Extrait fourni:

════

ATA/727/2000 du 21.11.2000 ( JPT ) , REJETE

Descripteurs : CERTIFICAT DE BONNE VIE ET MOEURS; JPT
Normes : LCBVM.10 al.1 litt.b; LCBVM.8
Résumé : Un officier de police refusant de délivrer un certificat de bonne vie et moeurs à l'administrateur d'une société inculpé de gestion déloyale mais lui délivrant une attestation selon laquelle l'administrateur n'a pas subi de condamnation, est une décision fondée et proportionnée. Ne saurait obtenir la délivrance d'un certificat de bonne vie et moeurs pour justifier de son honorabilité auprès d'une institution professionnelle, celui qui fait l'objet d'une instruction pénale pour des faits commis dans le cadre de son activité professionnelle. L'officier de police qui délivre, en lieu et place, une attestation selon laquelle le recourant n'a pas subi de condamnation prend dès lors une décision justifiée et proportionnée.

 

 

 

 

 

 

 

 

du 21 novembre 2000

 

 

 

dans la cause

 

 

Monsieur L. S.

représenté par Me Maurice Harari, avocat

 

 

 

contre

 

 

 

 

CORPS DE POLICE

 



EN FAIT

 

1. Monsieur L. S. est né le 29 janvier 1949. De nationalité française, il est arrivé en Suisse en 1973 et a séjourné à Genève dès 1978. Depuis cette époque, il a travaillé dans le domaine fiduciaire.

 

2. En 1983, il a fondé la société ... ... S.A., sise au ..., ... ... .... Cette société est active dans le domaine du conseil fiscal et la gestion de fortune.

 

3. Ensuite d'une plainte déposée le 4 novembre 1998 pour abus de confiance, escroquerie et gestion déloyale, M. S. a fait l'objet d'une enquête.

 

Le 7 octobre 1999, le juge d'instruction a inculpé M. S. de gestion déloyale.

 

A ce jour, l'instruction préparatoire n'est pas terminée et le recourant a toujours contesté les faits qui lui sont reprochés.

════

Extrait de données:
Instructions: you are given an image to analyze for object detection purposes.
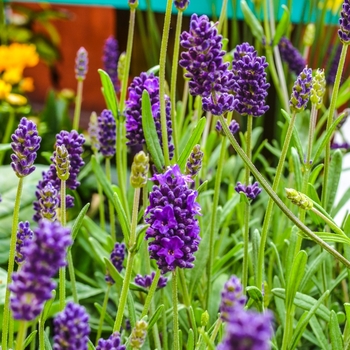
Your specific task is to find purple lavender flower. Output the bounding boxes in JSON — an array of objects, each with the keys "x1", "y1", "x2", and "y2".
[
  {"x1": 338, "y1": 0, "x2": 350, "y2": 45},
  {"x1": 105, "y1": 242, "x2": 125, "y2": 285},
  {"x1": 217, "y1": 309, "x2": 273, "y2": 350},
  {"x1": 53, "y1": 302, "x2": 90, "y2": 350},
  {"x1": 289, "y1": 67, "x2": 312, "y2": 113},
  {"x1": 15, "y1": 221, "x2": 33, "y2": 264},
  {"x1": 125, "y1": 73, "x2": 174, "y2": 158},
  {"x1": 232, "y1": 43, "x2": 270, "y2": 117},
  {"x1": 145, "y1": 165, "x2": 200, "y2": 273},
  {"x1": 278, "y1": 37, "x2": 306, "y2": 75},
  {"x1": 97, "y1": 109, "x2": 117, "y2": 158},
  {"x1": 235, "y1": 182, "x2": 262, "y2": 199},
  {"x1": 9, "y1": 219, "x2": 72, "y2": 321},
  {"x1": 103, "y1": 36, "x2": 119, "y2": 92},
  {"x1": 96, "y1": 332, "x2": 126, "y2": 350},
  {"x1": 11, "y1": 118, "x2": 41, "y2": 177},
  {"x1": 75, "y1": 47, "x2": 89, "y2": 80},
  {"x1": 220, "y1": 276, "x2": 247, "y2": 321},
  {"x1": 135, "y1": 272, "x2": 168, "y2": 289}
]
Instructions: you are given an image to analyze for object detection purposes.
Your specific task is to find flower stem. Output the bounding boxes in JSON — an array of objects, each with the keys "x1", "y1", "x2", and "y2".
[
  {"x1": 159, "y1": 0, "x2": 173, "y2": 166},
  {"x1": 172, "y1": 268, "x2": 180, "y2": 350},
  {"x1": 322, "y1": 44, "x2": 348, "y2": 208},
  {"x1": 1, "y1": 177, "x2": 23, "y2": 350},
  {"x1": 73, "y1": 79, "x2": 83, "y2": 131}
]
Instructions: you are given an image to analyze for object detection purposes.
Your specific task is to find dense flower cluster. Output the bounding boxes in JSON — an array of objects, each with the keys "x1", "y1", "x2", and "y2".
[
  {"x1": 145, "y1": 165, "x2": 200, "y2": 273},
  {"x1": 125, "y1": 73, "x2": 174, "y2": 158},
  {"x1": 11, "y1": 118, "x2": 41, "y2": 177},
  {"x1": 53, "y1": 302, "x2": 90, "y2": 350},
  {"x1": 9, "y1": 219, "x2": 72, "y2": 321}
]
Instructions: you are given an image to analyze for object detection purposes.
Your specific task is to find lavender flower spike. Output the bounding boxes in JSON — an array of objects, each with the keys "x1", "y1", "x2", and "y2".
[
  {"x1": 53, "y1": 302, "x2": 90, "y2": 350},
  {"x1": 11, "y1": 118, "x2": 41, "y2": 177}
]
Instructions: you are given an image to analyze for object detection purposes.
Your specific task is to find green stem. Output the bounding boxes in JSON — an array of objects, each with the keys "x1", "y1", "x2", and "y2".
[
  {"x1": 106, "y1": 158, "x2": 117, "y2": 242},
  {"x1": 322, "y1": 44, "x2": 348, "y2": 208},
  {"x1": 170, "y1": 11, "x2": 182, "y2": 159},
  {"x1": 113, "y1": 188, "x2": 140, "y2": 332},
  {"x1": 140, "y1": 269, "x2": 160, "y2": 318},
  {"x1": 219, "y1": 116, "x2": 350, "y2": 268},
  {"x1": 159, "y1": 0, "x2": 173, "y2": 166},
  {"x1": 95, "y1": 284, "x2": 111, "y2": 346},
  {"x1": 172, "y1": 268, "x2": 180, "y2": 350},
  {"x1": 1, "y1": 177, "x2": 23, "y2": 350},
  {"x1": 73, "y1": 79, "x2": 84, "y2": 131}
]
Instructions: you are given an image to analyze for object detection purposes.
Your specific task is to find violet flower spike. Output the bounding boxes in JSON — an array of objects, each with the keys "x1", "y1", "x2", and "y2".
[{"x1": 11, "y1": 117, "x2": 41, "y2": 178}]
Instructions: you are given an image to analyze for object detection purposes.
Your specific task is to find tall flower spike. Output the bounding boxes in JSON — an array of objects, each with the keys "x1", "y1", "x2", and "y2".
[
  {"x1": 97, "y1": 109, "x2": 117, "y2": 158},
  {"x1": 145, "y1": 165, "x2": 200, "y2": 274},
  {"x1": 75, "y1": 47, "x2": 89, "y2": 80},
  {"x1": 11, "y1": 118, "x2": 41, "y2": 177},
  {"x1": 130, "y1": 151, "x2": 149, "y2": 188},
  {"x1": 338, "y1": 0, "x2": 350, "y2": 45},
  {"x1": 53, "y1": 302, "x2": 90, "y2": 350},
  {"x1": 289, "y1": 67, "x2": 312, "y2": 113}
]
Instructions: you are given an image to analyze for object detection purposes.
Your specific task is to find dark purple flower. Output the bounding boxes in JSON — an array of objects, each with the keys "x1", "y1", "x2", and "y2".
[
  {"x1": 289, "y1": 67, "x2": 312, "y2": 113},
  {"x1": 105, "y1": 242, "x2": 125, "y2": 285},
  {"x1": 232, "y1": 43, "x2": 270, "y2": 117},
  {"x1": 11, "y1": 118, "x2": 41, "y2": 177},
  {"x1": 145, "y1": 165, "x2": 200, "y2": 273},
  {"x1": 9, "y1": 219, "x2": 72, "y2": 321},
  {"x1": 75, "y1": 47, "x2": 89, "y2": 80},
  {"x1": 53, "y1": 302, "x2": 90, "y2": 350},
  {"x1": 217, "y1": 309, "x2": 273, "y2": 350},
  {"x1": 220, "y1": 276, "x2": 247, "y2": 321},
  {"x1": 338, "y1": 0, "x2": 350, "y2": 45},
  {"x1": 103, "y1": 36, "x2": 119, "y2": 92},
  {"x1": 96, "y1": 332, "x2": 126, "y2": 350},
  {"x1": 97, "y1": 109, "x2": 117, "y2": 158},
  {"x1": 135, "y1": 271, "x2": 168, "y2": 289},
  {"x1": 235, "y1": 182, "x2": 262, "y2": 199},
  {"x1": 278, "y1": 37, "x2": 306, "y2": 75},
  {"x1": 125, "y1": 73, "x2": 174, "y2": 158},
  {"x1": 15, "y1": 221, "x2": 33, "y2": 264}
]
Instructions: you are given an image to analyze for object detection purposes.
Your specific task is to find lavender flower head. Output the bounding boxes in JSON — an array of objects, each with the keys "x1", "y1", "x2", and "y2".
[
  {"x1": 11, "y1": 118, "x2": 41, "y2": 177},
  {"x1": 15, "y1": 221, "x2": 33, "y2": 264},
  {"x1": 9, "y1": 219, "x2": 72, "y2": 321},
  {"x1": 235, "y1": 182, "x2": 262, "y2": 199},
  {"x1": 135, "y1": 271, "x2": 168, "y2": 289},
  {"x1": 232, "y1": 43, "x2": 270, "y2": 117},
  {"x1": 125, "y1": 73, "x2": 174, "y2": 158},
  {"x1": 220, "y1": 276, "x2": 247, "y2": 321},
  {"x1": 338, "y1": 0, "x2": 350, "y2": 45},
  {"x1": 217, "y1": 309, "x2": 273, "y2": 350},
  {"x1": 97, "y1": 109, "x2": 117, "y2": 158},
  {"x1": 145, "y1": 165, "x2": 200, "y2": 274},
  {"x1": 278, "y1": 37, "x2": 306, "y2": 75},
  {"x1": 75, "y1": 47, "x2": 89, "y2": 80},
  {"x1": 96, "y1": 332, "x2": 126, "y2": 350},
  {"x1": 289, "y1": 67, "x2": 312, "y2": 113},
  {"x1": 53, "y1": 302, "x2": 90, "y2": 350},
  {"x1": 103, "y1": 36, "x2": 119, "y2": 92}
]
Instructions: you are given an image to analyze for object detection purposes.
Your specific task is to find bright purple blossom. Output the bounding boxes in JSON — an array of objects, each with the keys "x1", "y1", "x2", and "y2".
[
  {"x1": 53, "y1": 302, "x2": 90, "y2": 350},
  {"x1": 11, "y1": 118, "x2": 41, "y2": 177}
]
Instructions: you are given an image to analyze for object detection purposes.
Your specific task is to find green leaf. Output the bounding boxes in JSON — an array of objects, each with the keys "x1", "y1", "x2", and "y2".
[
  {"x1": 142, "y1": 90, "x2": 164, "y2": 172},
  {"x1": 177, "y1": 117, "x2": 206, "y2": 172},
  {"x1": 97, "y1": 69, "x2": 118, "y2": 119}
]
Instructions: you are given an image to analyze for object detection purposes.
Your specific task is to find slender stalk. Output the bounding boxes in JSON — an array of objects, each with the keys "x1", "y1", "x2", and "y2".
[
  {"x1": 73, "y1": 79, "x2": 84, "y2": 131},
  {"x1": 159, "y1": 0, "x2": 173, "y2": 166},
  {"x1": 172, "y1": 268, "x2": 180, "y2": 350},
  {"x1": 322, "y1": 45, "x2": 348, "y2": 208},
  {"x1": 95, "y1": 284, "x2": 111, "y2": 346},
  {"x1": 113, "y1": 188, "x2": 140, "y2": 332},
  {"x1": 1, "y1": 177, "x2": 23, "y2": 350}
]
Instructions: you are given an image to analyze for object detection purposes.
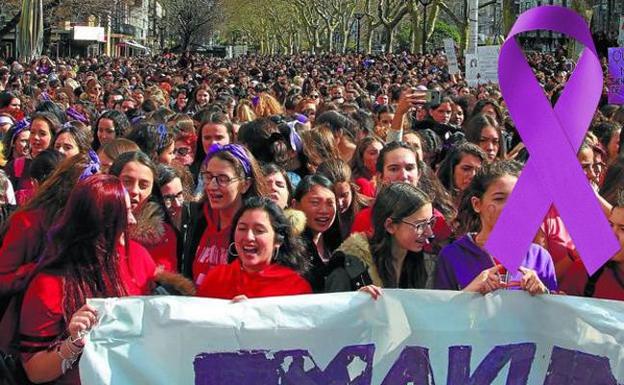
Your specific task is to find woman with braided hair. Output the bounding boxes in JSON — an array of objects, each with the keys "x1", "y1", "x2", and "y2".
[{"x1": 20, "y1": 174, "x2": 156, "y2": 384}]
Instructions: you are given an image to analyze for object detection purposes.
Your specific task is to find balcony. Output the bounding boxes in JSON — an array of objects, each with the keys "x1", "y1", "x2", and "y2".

════

Exercice court 1:
Répondez aux questions suivantes à partir de la décision sur le certificat de bonne vie et moeurs :
(a) En quelle année M. S. est-il arrivé en Suisse ?
(b) Dans quels domaines la société fondée en 1983 est-elle active ?
(c) De quelle infraction le juge d'instruction a-t-il inculpé M. S. le 7 octobre 1999 ?
Exercice court 2: Rédigez la suite de la décision sur le certificat de bonne vie et moeurs, après sa dernière phrase.

Réponse attendue 1:
(a) En 1973.
(b) Dans le conseil fiscal et la gestion de fortune.
(c) De gestion déloyale.

Réponse attendue 2:
4. L'intéressé a requis son affiliation auprès de l'union suisse des fiduciaires. En vue de son admission, il a dû fournir divers documents, dont notamment un certificat de bonne vie et moeurs, qu'il a sollicité le 15 février 2000 auprès du commissariat de police.

 

5. Par courrier du 18 février 2000, l'officier de police, autorité compétente, a informé M. S. de son refus de lui octroyer le certificat demandé. Cette décision, basée sur l'article 10 de la loi sur les renseignements et dossiers de police et la délivrance des certificats de bonne vie et moeurs du 29 septembre 1977 (LCBVM - F 1 25) était motivée par l'inculpation de gestion déloyale dont il faisait l'objet.

 

Datée du même jour, l'intéressé a reçu, en vertu de l'article 14 LCBVM, une attestation certifiant qu'il n'avait pas subi de condamnation.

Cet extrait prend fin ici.